• _WHAT TO PRODUCE_: Can you revise the passage on hash timing results between "The variant I" and "shorter the tuple.", inclusive, so that "variant" becomes "version"?

I run that five times in a loop on a mostly quiet box, and pick the smallest time as "the result".

Compared to current master, a 64-bit release build under Visual Studio takes 20.7% longer.  Ouch!  That's a real hit.

Fiddling the code a bit (see the PR) to convince Visual Studio to emit a rotate instruction instead of some shifts and an add reduces that to 19.3% longer.  A little better.

The variant I discussed last time (add in the length at the start, and get rid of all the post-loop avalanche code) reduces it to 8.88% longer.  The avalanche code is fixed overhead independent of tuple length, so losing it is more valuable (for relative speed) the shorter the tuple.

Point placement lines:
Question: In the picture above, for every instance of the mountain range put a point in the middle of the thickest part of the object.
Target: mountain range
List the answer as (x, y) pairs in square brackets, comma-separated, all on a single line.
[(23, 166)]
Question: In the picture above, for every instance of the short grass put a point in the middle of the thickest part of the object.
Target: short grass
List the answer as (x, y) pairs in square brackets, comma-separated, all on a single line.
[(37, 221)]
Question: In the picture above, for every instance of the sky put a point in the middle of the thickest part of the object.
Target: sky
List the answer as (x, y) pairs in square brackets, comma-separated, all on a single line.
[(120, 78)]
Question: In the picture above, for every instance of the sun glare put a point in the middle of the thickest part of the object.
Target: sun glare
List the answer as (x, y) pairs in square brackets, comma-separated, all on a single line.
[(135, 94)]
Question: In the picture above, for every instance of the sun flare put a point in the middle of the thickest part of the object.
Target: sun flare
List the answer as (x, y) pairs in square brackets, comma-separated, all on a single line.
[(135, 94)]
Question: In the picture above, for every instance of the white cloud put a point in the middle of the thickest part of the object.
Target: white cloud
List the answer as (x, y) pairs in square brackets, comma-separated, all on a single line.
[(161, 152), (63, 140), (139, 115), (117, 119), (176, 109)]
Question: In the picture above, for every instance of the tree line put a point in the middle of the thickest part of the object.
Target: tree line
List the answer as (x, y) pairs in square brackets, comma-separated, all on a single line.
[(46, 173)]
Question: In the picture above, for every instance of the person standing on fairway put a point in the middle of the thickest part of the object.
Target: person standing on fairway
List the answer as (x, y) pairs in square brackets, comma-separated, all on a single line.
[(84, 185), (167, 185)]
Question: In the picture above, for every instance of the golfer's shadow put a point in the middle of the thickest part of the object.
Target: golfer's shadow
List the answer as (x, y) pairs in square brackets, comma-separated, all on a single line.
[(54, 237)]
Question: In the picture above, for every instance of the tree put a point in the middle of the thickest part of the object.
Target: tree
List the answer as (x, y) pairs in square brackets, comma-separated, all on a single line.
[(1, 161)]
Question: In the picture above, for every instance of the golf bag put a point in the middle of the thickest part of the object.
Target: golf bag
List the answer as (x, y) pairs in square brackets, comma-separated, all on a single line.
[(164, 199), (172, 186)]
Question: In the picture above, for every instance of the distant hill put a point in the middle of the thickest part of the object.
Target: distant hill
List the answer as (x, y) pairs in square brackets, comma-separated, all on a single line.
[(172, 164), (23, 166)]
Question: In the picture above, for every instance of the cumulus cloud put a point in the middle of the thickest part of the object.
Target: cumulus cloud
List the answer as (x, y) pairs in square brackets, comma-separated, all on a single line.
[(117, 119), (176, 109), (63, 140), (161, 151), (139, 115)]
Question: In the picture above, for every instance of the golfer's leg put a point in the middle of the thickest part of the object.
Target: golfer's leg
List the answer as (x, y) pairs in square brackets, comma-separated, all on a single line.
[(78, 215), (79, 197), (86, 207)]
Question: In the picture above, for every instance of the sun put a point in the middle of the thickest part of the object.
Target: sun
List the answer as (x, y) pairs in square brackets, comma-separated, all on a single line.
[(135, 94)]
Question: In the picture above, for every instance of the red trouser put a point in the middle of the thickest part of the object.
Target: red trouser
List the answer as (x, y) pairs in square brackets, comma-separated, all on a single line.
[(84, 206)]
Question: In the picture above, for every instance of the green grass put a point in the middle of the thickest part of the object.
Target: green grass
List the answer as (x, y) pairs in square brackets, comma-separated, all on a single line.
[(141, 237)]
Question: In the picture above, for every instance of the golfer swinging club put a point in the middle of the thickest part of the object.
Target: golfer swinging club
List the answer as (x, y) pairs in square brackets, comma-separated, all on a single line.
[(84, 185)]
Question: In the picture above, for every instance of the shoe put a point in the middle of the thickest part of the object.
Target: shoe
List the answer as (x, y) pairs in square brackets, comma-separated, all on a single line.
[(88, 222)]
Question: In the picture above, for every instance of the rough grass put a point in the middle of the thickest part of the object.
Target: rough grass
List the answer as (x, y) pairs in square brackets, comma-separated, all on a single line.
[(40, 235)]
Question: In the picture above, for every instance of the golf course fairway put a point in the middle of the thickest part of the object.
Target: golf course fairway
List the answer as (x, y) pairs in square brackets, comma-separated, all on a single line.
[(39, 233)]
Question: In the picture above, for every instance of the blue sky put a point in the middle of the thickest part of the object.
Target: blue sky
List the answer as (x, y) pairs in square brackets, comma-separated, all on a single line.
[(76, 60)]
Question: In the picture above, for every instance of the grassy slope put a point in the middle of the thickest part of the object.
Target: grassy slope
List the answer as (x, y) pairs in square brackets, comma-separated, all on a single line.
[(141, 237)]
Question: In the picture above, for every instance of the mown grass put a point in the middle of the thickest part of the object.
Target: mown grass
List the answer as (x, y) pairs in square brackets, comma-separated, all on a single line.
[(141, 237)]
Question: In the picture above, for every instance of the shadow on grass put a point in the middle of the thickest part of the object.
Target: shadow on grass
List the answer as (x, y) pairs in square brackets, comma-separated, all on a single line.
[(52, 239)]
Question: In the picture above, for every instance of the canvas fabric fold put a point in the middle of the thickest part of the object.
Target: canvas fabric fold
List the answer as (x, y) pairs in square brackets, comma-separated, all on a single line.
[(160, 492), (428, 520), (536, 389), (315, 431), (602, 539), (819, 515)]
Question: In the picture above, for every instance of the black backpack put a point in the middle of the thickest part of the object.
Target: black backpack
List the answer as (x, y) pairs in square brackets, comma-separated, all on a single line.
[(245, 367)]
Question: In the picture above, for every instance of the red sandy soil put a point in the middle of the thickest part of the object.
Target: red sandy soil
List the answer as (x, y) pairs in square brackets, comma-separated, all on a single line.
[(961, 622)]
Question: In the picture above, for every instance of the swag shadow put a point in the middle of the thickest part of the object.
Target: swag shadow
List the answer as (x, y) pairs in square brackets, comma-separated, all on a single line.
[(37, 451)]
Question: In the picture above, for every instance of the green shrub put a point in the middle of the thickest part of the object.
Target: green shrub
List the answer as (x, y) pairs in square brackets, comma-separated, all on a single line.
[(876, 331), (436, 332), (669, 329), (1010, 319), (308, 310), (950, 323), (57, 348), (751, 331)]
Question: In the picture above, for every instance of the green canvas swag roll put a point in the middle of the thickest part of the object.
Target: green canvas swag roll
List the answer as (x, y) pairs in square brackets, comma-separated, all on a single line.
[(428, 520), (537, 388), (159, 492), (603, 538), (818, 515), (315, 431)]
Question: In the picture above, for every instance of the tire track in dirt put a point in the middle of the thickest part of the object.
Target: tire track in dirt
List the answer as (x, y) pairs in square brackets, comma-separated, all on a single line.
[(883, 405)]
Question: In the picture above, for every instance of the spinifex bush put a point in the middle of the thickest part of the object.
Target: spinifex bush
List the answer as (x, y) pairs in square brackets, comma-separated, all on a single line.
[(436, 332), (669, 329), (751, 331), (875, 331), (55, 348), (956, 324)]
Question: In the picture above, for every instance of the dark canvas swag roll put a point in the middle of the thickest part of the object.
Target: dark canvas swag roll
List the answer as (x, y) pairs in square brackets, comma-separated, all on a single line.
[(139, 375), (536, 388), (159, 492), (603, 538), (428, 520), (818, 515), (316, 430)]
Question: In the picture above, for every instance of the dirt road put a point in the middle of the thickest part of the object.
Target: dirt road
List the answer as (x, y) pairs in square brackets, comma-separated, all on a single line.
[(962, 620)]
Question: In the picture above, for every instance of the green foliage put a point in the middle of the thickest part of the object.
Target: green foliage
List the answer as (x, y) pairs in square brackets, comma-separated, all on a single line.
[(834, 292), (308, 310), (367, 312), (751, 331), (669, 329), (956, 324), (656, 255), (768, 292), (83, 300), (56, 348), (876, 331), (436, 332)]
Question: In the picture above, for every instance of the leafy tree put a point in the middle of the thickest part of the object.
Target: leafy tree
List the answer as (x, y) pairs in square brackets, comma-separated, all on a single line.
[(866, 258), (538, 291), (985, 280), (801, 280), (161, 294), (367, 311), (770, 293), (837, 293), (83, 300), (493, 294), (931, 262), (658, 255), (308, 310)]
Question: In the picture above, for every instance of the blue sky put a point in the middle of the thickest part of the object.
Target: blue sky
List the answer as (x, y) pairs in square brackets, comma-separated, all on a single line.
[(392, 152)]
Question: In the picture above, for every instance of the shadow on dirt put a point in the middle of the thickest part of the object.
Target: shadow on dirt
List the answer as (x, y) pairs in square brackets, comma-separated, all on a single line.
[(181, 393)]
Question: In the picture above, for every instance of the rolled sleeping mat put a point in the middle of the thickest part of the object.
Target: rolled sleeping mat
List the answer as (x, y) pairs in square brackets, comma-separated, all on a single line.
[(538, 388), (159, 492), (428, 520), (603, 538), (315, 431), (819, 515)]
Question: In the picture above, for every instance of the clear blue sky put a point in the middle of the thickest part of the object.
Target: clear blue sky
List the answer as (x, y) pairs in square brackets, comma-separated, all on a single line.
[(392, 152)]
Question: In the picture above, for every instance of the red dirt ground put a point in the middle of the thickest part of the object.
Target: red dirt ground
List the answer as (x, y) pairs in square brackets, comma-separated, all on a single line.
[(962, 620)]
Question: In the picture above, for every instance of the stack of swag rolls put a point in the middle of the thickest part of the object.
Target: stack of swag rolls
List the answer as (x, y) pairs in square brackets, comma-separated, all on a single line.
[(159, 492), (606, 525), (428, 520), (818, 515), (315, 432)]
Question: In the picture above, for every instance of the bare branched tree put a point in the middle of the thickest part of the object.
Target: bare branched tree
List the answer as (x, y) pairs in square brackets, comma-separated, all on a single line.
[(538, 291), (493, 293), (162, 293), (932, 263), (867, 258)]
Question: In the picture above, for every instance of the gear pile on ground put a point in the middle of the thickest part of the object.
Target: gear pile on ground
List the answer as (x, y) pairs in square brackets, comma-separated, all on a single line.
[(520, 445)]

• _TASK ANSWER_:
The version I discussed last time (add in the length at the start, and get rid of all the post-loop avalanche code) reduces it to 8.88% longer.  The avalanche code is fixed overhead independent of tuple length, so losing it is more valuable (for relative speed) the shorter the tuple.